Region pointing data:
..........

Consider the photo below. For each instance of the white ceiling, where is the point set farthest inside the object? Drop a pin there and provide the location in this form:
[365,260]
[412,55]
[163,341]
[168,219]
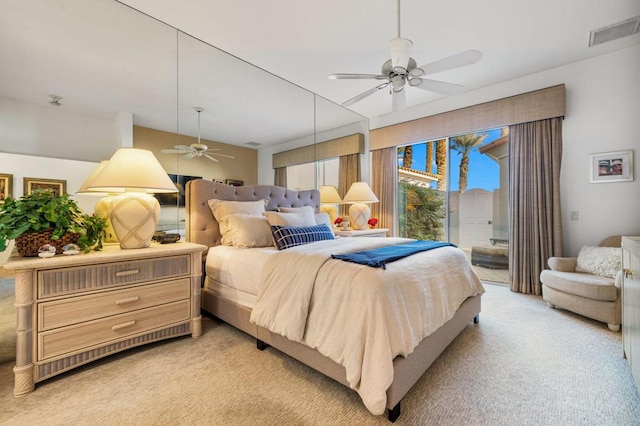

..........

● **Exercise goal**:
Write out every line above exactly as it is, leaving out the pictures.

● **Solution below**:
Consider the photo below. For each instance of the white ceiling, where is the point set farthest inside the object? Drop a pin there and provide the location in this form:
[365,260]
[412,55]
[163,341]
[168,219]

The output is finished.